## [DATA ROWS]
····················
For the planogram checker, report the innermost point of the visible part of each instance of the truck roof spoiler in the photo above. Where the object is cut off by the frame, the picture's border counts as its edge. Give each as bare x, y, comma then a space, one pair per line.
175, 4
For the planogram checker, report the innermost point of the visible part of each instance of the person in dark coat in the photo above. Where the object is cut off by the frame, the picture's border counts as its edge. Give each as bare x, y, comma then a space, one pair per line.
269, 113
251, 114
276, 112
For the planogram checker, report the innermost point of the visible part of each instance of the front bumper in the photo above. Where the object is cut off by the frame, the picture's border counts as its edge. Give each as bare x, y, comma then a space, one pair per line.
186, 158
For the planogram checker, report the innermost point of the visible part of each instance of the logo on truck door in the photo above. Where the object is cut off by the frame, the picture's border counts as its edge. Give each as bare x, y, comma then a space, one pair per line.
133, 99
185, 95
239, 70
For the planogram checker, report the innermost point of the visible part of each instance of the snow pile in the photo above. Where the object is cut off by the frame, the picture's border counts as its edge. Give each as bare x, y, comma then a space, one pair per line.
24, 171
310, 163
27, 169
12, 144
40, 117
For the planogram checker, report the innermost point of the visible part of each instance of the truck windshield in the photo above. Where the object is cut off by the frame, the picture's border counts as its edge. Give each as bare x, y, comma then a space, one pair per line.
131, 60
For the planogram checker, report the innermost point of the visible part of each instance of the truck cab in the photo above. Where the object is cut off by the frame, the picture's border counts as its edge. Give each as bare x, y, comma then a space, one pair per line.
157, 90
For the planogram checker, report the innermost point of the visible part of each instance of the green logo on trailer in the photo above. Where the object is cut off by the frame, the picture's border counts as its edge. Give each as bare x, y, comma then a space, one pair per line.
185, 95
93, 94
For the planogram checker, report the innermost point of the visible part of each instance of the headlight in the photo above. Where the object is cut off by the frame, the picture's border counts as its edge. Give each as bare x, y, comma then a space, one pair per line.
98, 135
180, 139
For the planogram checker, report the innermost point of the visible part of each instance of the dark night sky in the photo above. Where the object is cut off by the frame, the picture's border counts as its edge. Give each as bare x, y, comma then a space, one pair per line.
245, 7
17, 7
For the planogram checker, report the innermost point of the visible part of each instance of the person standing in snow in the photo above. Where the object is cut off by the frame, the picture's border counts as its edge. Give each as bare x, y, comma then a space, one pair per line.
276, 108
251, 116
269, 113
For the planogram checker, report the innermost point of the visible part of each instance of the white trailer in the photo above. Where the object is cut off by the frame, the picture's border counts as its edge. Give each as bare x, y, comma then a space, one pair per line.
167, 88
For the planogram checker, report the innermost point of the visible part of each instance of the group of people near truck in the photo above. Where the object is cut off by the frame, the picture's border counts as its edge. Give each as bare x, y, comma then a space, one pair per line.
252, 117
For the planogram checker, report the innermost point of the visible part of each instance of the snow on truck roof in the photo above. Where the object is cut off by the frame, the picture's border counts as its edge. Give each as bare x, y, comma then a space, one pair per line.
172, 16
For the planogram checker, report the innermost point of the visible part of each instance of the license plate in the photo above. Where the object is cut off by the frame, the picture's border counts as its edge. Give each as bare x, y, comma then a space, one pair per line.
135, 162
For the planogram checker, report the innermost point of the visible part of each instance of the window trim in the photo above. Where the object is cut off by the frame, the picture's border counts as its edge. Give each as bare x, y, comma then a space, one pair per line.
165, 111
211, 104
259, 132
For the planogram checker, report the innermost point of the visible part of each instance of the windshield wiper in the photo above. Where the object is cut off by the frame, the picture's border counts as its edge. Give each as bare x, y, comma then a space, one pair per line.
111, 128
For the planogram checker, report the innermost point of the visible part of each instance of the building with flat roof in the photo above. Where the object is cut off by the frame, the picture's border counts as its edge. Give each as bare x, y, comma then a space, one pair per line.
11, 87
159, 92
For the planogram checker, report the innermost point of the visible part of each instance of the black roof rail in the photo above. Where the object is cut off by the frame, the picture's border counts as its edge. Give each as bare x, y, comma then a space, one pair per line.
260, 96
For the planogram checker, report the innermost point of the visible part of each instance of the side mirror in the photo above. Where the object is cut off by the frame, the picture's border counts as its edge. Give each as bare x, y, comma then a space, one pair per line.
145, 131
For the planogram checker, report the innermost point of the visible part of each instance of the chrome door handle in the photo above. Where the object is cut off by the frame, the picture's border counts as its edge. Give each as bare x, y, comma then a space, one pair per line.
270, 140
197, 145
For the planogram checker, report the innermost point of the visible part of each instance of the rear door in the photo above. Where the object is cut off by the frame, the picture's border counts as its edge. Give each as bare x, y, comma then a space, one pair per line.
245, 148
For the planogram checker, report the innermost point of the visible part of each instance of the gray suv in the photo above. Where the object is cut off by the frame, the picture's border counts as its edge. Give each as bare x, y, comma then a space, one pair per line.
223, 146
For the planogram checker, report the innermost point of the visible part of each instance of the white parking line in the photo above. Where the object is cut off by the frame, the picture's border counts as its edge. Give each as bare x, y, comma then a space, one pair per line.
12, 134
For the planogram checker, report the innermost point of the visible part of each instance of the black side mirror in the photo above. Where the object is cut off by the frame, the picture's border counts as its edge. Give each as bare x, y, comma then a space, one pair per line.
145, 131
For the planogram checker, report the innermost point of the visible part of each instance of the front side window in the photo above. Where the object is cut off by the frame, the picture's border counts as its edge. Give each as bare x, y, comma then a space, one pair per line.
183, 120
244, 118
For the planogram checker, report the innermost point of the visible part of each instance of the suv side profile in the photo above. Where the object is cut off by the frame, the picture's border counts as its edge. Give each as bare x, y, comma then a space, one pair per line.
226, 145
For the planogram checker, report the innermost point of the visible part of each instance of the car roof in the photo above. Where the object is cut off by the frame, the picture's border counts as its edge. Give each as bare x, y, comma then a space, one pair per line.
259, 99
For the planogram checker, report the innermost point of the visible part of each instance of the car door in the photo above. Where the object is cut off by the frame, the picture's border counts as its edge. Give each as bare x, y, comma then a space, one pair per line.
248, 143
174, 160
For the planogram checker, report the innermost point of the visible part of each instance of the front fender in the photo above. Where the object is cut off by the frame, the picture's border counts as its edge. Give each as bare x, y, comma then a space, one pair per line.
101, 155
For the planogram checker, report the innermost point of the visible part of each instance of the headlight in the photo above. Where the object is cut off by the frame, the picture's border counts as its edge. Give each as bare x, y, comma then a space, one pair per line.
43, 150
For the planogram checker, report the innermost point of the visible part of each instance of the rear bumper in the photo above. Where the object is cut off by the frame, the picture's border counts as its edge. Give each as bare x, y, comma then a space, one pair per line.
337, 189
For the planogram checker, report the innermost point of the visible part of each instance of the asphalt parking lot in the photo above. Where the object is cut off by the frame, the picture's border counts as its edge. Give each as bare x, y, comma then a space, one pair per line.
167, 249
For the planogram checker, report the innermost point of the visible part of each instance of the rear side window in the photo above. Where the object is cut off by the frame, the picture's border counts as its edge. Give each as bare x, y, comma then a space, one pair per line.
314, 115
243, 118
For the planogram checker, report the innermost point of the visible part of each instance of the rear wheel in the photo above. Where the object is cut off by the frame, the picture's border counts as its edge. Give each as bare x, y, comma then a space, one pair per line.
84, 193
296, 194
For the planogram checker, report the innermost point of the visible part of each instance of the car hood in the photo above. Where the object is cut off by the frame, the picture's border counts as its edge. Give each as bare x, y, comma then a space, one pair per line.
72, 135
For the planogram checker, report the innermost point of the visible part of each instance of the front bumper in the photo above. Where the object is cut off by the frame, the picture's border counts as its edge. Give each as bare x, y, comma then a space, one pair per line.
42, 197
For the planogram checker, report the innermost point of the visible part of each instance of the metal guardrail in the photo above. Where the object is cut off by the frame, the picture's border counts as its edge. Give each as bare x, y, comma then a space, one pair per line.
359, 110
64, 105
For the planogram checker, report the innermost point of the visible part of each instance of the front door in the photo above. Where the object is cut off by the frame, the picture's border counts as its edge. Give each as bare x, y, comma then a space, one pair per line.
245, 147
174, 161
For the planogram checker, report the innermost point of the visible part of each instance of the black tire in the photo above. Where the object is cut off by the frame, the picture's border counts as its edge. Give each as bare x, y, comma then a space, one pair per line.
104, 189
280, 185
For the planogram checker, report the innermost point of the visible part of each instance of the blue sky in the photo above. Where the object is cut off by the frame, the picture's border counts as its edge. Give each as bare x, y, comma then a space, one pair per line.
····················
Copy only this span: the line that contains "the black tire", the last line, and every line between them.

For the planogram checker, report the innermost point of the visible part of each instance of the black tire in the photo above. Where the object is cut off by the frame, the picture's border counts as its edge. Give each as bare x, y, comma then a space, one pair per line.
104, 189
280, 185
For the planogram checker, report the innermost point of the visible part of each instance of the blue sky in the photo above. Where the object is cut off by the frame, the picture's border counts as its edge. Give each as bare x, y, comma then a space, one pair per line.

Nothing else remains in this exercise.